## Records supplied

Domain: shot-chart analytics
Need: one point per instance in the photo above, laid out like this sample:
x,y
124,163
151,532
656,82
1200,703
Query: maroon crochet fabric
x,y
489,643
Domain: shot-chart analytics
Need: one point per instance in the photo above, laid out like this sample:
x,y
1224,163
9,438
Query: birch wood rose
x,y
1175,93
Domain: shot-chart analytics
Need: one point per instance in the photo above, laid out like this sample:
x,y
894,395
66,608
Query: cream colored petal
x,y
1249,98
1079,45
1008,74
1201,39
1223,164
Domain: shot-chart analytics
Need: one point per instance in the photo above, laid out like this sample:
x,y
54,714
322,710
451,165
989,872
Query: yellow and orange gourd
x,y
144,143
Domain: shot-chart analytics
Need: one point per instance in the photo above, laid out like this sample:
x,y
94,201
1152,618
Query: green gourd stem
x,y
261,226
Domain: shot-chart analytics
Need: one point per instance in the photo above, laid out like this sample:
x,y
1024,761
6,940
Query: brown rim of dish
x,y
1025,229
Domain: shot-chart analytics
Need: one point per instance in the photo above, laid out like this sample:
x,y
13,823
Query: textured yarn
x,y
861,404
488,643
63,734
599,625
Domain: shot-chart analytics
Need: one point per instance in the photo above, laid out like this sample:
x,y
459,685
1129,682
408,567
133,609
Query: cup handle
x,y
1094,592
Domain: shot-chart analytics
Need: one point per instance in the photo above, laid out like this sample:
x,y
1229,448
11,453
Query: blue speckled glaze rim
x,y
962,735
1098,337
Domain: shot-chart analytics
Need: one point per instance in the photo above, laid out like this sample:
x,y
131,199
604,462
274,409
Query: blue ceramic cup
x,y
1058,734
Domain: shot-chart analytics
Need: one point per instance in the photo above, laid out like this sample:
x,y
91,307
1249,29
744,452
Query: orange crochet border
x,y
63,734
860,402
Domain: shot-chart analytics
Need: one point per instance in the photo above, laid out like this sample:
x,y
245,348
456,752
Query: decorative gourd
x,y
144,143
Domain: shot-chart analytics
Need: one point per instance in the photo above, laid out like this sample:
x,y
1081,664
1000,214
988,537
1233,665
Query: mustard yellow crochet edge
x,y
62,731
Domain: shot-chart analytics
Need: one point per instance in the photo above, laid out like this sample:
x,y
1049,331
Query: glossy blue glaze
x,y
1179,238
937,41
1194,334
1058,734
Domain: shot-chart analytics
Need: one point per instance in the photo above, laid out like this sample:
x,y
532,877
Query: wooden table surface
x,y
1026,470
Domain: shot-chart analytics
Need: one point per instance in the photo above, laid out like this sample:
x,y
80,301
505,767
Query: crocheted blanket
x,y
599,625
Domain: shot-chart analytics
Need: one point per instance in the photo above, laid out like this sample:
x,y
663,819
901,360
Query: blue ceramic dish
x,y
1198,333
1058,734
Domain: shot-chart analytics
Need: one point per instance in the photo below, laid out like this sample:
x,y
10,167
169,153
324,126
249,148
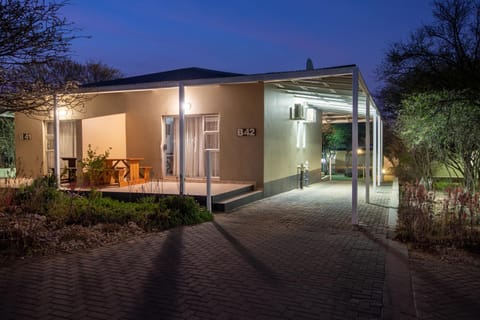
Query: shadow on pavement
x,y
160,296
267,274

## What you have to do
Although the records contain pictures, the output must hold only their exact wording.

## Result of this exercise
Domain: shot-chart analytics
Need: one point per instance in the photo above, laid out like this sample:
x,y
124,163
151,532
656,82
1200,703
Query: maroon crochet fabric
x,y
489,643
Domain: shot-chart analytics
Need: one point per instance in the photo above, laid out like this sample:
x,y
1224,163
9,438
Query: birch wood rose
x,y
1175,93
Domain: shot-chart analytics
Need: one point per instance in the photo above, laid out like this sample:
x,y
894,395
66,608
Query: cream colored petal
x,y
1249,98
1079,45
1008,74
1201,39
1223,164
Domain: shot-chart analytics
Need: one point per instance in the photo above, laid out like this sample:
x,y
54,714
322,710
451,165
989,872
Query: yellow and orange gourd
x,y
144,143
Domain: shot-chart analytics
Need: one point per instance in the photo above, laid out like this sample:
x,y
94,201
1152,618
Query: green gourd stem
x,y
261,226
Domain: shot-chart analytics
Need: one point per instance in the photo above, laid out like this sample:
x,y
1024,761
6,940
Query: brown rim of dish
x,y
1025,229
Domain: shot-chart analytics
Need: one point per instance in the photo above, laid out like this sample:
x,y
13,823
Query: textured yarn
x,y
861,404
488,643
63,734
599,625
Domain: shot-chart analytics
Need: one point per instance in the photo above, laid out like this sample:
x,y
459,685
1129,682
408,567
133,609
Query: cup handle
x,y
1094,592
Domain: shot-chart analytics
Need: one point per instance in the photo above, laid out like this sample:
x,y
1229,448
11,453
Query: blue speckled glaze rim
x,y
962,735
1098,337
Domain: shot-chart analytics
Need: one point per instance in the photo above, laid out like this sample:
x,y
131,199
604,462
274,409
Query: blue ceramic cup
x,y
1058,734
Domain: shot-chart analytics
Need: one point per instance in the photo above, laid out like this sample:
x,y
91,307
1249,29
744,452
Query: orange crochet border
x,y
63,734
860,402
Domain: shot-chart analytics
Need: one point per instance in the photo above, laid out like this sample:
x,y
245,348
456,752
Query: decorative gourd
x,y
144,143
Domain: shot-chart analytics
Need: one point per instance in the photo above, laid out like this sample:
x,y
1081,664
1000,214
988,537
1233,665
Query: mustard yellow crochet edge
x,y
62,731
Domain: shot-chart analytics
Need: one point per instance in the photo above, laid out like this sample:
x,y
1049,331
Query: glossy blue glaze
x,y
1179,238
937,41
1194,334
1058,734
Domain: shot-chart analytics
Need: one point per instance in the photo above, laid out like this sample:
x,y
532,877
Query: wooden table surface
x,y
1026,470
Domain: shot-chart analytics
Need: one point per instance in the photo above, laid out like this sample:
x,y
80,301
505,767
Query: crocheted blanket
x,y
599,625
Domain: shot-chart analytics
Need: one point per instance in the photo above, laid out like this sample:
x,y
663,819
901,360
Query: blue ceramic dish
x,y
1198,333
1058,734
Domain: shot-chart analytics
Need: one point per instance in the photo below, laid out like this sample:
x,y
10,167
169,153
324,126
249,148
Query: shadow on pavement
x,y
160,296
267,274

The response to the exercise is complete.